- Try it: Which lines of the data contain the string "house"? Copy every one of them.

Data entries
☆ ☆ ☆ ☆ ☆

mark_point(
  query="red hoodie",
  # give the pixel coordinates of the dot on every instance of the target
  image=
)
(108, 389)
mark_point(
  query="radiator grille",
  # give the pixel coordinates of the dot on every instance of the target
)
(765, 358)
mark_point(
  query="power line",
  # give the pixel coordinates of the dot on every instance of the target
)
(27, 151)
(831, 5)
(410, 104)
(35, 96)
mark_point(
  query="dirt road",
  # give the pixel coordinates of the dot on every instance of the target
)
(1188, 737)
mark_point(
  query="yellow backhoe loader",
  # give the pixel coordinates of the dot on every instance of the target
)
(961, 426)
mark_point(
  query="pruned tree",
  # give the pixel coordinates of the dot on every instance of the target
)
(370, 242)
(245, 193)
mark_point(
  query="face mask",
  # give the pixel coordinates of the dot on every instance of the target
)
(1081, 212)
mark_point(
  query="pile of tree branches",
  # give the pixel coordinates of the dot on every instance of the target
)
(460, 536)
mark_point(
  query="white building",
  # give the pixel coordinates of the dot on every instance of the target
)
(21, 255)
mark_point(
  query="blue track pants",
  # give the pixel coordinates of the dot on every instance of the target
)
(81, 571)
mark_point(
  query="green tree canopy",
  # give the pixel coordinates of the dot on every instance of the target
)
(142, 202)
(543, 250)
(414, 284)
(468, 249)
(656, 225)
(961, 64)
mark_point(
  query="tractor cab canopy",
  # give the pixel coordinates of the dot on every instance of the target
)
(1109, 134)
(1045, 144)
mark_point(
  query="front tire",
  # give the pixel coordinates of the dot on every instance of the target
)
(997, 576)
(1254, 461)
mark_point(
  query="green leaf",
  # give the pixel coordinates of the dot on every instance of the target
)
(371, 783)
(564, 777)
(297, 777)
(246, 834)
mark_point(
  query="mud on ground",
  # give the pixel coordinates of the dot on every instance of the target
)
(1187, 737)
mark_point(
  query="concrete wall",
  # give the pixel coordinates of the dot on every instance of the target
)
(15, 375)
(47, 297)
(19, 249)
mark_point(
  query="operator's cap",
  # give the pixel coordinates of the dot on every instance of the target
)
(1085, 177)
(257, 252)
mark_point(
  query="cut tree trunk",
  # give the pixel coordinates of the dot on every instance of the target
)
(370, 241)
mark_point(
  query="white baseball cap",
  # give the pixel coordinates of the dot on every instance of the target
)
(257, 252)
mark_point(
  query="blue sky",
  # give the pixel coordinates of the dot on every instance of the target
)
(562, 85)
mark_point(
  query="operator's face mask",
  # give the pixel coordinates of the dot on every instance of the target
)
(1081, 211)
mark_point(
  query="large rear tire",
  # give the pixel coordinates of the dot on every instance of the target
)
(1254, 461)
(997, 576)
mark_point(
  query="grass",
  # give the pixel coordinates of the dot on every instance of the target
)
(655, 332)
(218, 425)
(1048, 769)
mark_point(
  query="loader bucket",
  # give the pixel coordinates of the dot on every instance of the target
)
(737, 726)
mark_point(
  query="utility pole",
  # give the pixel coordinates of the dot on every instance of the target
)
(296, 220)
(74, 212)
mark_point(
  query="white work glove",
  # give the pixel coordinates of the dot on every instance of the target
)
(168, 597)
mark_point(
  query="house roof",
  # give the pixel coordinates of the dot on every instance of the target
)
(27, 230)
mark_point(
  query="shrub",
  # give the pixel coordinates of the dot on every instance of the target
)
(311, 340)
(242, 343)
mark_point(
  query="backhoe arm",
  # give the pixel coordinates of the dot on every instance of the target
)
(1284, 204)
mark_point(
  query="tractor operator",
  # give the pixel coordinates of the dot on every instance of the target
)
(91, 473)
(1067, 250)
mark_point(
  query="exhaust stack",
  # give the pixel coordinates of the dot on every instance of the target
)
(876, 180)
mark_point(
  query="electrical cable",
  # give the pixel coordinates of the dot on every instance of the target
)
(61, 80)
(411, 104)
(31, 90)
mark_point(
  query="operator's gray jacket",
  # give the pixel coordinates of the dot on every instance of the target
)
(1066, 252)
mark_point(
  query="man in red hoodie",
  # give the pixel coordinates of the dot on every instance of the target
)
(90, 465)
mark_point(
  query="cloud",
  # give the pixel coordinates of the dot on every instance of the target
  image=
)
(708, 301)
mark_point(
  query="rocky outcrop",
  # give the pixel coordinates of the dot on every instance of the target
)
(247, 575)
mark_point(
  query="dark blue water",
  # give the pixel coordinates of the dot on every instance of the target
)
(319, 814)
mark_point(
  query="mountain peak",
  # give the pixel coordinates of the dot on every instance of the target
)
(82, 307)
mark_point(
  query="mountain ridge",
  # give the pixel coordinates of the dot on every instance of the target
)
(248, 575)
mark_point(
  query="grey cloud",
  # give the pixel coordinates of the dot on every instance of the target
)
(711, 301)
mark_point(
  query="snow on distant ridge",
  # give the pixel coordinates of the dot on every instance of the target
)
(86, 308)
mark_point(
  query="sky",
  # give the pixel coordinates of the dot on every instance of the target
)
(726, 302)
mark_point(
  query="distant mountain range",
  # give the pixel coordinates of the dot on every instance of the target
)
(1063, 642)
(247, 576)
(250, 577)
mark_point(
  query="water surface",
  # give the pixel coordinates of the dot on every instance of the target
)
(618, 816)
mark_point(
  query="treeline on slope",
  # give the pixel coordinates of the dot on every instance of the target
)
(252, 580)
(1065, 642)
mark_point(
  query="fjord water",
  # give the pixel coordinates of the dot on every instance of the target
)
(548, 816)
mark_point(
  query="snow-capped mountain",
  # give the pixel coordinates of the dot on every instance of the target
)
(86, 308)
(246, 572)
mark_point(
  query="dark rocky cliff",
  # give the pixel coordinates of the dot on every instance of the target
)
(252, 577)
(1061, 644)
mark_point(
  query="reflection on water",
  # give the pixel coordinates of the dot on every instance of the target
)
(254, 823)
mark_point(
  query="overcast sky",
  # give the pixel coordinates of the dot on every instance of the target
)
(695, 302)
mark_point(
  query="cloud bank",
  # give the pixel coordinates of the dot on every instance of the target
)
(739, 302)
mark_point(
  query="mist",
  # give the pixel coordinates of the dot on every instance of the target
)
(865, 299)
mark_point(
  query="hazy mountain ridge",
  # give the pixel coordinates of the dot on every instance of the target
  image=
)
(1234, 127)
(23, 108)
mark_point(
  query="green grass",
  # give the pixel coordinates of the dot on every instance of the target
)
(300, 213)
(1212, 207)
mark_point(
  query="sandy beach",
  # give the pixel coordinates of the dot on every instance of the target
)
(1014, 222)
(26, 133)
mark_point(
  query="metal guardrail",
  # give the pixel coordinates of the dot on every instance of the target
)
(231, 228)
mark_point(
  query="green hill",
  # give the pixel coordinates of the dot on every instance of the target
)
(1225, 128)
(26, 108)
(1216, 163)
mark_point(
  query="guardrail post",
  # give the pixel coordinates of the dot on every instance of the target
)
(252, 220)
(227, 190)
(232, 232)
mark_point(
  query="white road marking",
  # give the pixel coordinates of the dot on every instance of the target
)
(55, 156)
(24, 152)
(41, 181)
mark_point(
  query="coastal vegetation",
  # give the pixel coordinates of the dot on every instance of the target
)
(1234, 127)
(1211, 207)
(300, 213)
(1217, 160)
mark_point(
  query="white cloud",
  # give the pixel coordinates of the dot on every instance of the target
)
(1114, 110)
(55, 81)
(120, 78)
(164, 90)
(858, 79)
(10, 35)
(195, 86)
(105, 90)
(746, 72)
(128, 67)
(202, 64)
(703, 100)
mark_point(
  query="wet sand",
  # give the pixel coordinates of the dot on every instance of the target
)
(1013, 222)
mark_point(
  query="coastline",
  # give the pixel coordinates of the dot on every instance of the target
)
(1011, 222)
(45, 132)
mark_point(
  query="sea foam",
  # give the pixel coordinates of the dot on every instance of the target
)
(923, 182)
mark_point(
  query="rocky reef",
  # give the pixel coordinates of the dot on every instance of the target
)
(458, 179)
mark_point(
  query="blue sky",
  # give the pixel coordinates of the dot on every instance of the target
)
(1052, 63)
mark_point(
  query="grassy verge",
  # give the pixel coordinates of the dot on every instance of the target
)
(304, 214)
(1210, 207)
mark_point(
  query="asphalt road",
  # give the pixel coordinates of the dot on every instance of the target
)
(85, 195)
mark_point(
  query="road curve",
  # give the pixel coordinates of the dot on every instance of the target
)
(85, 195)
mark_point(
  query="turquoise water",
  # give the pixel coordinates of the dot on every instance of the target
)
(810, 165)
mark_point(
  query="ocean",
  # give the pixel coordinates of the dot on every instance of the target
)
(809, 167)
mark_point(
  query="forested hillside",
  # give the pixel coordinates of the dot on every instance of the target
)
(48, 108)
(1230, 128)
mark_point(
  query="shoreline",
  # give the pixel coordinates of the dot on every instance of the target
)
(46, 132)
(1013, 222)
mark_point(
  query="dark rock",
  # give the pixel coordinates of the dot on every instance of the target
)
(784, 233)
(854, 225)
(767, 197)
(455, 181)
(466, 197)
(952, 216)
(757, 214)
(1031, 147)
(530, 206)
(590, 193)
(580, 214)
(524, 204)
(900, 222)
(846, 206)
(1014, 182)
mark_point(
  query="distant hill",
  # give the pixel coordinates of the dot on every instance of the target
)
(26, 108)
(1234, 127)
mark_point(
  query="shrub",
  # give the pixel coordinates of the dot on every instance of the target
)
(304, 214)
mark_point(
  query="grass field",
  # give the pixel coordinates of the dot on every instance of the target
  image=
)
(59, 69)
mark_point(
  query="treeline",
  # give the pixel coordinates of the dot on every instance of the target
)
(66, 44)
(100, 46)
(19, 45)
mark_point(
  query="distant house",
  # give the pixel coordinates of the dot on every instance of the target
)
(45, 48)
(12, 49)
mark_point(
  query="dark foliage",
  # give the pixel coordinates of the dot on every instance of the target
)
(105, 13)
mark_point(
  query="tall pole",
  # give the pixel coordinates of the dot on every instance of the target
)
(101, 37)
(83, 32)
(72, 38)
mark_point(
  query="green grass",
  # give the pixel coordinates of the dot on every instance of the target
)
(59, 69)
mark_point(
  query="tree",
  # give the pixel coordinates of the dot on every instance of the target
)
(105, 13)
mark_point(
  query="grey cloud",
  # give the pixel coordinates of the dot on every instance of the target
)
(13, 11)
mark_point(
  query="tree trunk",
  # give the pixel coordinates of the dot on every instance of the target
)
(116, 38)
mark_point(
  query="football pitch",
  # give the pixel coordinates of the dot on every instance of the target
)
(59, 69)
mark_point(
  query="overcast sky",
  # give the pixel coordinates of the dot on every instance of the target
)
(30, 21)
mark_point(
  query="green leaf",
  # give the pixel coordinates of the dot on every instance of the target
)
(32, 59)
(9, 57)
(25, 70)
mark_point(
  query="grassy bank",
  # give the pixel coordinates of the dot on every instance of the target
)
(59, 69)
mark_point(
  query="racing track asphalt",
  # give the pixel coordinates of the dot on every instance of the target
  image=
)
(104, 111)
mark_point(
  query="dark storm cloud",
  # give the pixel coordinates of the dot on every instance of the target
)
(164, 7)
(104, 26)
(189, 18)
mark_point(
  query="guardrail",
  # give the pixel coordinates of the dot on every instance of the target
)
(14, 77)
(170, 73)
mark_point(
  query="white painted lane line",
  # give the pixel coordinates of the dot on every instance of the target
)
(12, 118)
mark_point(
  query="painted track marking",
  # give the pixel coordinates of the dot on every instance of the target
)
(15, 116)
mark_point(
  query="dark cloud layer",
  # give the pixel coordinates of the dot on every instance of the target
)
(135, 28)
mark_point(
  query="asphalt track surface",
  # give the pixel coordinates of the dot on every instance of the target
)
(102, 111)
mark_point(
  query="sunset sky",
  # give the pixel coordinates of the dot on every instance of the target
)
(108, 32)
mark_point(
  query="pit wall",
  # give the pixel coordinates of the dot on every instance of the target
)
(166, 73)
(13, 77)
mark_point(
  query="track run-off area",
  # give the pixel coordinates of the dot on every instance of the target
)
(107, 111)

☆ ☆ ☆ ☆ ☆

- Solution for this task:
  query="house roof",
  query="distant house",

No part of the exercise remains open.